◆ Exercise description ◆
Among the lines below, take the one holding "Indicate each instance of the distant", the one holding "Indicate each instance of the stone balustrade", and all lines between them. Set them down exactly.

╭─ Records

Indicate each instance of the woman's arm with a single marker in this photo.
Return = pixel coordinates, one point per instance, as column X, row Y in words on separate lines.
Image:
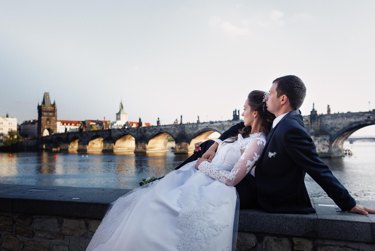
column 240, row 170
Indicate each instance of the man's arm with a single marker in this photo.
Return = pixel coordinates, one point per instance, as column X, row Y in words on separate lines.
column 301, row 149
column 231, row 132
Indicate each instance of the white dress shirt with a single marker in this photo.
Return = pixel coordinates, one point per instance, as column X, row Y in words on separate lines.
column 277, row 120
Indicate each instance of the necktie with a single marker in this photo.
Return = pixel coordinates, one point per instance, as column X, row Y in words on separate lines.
column 271, row 132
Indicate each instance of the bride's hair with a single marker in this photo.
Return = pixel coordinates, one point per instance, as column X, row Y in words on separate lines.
column 255, row 99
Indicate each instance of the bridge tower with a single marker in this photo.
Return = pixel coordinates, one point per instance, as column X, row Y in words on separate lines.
column 47, row 117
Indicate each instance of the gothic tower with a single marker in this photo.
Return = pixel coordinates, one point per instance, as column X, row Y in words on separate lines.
column 121, row 115
column 47, row 117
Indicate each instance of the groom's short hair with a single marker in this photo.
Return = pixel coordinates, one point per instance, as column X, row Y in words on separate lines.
column 293, row 87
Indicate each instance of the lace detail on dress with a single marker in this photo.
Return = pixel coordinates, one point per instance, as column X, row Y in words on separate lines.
column 253, row 150
column 115, row 215
column 217, row 174
column 198, row 230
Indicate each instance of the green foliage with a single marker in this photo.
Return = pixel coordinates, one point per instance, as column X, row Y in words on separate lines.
column 169, row 137
column 93, row 128
column 12, row 138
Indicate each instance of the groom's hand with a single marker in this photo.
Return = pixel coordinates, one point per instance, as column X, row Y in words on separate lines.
column 197, row 147
column 358, row 209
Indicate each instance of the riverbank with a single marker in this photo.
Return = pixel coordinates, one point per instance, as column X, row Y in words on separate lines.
column 65, row 218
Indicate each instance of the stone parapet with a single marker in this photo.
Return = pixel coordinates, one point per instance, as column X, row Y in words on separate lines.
column 65, row 218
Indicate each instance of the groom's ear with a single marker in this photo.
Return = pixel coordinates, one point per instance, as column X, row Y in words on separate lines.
column 284, row 99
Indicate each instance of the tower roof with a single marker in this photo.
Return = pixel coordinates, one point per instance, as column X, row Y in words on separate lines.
column 121, row 111
column 46, row 100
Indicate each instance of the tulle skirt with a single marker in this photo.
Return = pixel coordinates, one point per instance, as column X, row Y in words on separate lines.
column 186, row 210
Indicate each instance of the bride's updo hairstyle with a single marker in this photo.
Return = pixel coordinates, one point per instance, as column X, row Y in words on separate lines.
column 256, row 101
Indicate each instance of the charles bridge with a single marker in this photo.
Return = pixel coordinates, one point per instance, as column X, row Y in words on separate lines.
column 139, row 139
column 328, row 131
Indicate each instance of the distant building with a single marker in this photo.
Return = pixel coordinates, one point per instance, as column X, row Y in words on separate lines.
column 89, row 125
column 29, row 128
column 68, row 126
column 122, row 120
column 47, row 117
column 6, row 124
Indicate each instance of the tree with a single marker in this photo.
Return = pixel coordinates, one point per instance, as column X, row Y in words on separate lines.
column 12, row 138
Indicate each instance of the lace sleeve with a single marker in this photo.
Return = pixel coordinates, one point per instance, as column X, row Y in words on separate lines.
column 251, row 154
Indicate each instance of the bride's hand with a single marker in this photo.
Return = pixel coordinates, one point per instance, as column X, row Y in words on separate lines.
column 200, row 160
column 197, row 146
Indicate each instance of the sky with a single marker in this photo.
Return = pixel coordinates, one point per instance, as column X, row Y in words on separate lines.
column 165, row 59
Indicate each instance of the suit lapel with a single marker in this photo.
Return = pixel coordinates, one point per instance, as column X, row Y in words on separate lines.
column 272, row 132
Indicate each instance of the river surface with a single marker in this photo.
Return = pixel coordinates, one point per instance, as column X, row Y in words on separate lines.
column 356, row 173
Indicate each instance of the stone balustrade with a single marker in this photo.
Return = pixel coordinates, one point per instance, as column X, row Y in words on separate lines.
column 65, row 218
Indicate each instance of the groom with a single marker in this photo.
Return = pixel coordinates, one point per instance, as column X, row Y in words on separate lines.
column 288, row 155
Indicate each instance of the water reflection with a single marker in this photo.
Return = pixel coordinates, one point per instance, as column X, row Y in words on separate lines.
column 126, row 170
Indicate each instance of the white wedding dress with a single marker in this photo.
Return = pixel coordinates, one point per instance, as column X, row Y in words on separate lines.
column 187, row 209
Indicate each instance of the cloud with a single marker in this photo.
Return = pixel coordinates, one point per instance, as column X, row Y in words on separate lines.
column 228, row 27
column 136, row 69
column 234, row 30
column 255, row 24
column 214, row 21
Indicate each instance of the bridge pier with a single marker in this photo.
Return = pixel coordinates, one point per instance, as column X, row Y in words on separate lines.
column 82, row 148
column 108, row 147
column 64, row 147
column 140, row 147
column 181, row 147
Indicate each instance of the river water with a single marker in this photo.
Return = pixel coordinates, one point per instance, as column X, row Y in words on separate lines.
column 356, row 173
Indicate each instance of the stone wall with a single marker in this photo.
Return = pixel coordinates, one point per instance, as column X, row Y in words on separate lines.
column 65, row 219
column 20, row 232
column 45, row 233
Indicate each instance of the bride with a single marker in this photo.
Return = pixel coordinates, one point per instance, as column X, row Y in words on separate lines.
column 189, row 209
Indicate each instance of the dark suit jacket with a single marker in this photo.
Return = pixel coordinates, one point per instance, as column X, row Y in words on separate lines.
column 279, row 179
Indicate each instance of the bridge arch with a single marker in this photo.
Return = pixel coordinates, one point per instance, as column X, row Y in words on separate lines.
column 47, row 132
column 95, row 144
column 73, row 144
column 125, row 143
column 158, row 142
column 338, row 139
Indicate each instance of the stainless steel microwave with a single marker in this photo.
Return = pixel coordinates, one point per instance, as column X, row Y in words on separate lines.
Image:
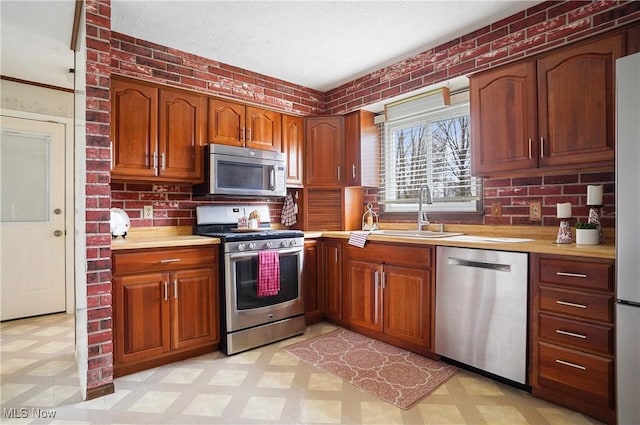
column 241, row 172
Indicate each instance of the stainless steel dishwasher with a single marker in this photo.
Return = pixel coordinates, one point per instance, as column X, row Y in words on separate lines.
column 481, row 309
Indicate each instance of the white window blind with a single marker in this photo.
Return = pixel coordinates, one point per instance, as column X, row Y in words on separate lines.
column 434, row 149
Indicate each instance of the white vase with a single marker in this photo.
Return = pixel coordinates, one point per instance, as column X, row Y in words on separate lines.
column 587, row 236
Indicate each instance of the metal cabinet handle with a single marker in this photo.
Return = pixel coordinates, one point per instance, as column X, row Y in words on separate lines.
column 581, row 275
column 561, row 332
column 568, row 304
column 577, row 366
column 155, row 162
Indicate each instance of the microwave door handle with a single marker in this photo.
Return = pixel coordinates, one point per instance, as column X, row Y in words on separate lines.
column 272, row 178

╰─

◆ Task solution ◆
Indicate each instance of the distant building with a single marker in this photo.
Return = pixel coordinates, one point per instance, as column X, row Y in words on separate lines.
column 89, row 125
column 29, row 128
column 68, row 126
column 122, row 120
column 47, row 117
column 6, row 124
Indicate each instance of the tree with a single marker in this photo.
Return = pixel coordinates, one point per instance, as column X, row Y in words on separate lines.
column 12, row 138
Indicate each instance of the lace sleeve with a single marker in this photo.
Return = pixel coordinates, one point per instance, as column X, row Y in words on separate lines.
column 251, row 154
Indicate each instance of the bride's hand with a single marker in this photo.
Return = pixel coordinates, one point per instance, as column X, row Y in words on separate lines.
column 200, row 160
column 197, row 146
Indicate each instance of the sky with a single marker in this photo.
Return = pixel coordinates, one point per instance, as column X, row Y in words on separate lines.
column 165, row 59
Indicate each instance of the suit lapel with a single marker in this photo.
Return = pixel coordinates, one point per instance, as column X, row Y in words on separate lines.
column 272, row 132
Indicate each instance of the river surface with a single marker in this photo.
Return = pixel coordinates, one point per instance, as column X, row Y in words on separate lines.
column 356, row 173
Indicate each instance of the stone balustrade with a single marker in this photo.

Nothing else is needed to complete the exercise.